## Work instruction:
Your answer should be one number: the count of lines in the data below that include "decal".

==== Data provided ====

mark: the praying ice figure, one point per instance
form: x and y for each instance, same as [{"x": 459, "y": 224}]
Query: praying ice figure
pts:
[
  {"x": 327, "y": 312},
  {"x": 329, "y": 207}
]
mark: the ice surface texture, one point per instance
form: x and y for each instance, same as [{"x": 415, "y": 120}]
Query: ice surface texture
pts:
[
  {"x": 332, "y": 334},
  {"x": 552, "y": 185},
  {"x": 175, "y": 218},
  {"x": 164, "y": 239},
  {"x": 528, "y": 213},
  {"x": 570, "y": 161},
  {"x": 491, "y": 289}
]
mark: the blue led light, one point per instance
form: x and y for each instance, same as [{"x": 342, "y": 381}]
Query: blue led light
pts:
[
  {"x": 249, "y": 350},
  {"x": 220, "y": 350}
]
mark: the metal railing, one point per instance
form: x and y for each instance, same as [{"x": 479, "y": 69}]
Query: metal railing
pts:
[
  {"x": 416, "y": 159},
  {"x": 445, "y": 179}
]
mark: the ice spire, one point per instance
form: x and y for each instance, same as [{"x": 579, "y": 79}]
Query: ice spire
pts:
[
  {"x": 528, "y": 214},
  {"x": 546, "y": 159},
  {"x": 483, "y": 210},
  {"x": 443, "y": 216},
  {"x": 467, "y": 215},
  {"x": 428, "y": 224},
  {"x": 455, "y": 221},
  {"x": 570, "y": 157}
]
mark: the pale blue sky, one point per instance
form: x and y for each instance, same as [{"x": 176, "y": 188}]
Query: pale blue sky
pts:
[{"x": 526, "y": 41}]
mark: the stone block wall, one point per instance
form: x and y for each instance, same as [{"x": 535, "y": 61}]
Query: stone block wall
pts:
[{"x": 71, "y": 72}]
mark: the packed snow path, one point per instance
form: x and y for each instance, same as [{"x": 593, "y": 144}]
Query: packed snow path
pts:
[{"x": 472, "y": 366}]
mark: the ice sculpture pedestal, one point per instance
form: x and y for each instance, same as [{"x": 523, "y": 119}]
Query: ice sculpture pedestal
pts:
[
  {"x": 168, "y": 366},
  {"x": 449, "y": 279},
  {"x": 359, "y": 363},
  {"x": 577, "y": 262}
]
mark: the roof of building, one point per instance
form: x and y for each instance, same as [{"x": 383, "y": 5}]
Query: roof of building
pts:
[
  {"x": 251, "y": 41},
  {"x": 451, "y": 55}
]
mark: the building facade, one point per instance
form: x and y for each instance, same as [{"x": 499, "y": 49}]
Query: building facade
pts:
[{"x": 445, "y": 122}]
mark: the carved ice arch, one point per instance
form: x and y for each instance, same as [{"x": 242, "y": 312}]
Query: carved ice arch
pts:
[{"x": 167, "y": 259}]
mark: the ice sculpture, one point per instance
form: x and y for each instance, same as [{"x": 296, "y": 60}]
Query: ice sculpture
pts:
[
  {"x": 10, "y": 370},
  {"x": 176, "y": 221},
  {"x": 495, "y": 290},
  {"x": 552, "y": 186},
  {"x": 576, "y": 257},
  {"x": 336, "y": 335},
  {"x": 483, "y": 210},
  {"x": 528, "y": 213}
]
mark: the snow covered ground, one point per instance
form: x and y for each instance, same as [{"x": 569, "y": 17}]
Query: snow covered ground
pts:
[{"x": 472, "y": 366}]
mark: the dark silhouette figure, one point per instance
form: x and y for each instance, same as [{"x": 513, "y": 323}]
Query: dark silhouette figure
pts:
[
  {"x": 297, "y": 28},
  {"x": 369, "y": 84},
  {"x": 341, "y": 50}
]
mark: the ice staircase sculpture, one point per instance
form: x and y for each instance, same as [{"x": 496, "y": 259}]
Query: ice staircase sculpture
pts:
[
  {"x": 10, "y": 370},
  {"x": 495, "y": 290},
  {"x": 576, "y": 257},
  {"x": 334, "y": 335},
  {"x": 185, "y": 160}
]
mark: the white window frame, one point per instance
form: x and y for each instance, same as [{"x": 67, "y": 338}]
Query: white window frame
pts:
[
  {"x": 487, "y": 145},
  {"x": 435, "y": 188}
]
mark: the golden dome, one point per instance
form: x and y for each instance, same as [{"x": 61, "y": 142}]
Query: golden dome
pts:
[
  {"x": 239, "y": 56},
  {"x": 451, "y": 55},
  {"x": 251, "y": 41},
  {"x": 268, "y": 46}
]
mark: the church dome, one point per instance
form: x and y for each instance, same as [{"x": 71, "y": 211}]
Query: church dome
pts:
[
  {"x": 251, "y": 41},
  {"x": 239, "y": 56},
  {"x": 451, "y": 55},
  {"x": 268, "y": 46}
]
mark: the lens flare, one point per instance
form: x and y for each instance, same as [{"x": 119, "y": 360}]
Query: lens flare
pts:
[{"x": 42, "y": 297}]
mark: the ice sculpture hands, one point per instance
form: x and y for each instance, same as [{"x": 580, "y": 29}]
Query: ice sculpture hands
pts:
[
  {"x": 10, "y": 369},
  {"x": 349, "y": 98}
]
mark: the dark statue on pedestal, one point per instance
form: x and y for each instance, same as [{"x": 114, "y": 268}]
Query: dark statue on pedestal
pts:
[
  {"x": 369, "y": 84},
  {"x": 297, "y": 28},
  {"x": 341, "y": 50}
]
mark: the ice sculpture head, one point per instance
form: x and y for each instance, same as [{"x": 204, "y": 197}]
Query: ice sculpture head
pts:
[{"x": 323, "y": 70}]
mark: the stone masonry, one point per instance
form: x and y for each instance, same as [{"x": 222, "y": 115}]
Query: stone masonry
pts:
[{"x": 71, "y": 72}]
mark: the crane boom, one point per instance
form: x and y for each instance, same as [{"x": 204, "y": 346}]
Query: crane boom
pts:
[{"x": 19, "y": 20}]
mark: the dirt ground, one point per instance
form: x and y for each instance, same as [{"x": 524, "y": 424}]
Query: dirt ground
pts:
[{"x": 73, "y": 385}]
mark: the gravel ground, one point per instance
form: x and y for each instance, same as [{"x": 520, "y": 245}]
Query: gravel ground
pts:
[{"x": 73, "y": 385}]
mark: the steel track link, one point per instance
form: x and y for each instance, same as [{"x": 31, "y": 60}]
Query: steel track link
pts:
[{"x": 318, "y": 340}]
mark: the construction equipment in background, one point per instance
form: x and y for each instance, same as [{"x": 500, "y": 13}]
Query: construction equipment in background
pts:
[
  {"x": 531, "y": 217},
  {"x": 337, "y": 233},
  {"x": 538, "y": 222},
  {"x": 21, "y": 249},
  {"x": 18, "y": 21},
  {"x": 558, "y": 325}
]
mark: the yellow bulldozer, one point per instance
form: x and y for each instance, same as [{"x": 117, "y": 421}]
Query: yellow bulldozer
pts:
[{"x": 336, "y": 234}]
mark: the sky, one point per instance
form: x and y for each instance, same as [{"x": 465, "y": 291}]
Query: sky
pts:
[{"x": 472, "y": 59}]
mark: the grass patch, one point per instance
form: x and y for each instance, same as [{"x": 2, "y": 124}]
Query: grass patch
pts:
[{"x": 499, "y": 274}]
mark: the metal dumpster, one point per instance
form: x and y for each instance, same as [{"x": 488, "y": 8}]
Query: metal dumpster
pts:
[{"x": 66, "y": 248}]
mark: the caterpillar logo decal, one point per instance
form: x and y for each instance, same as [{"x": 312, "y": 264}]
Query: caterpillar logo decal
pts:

====

## The completed task:
2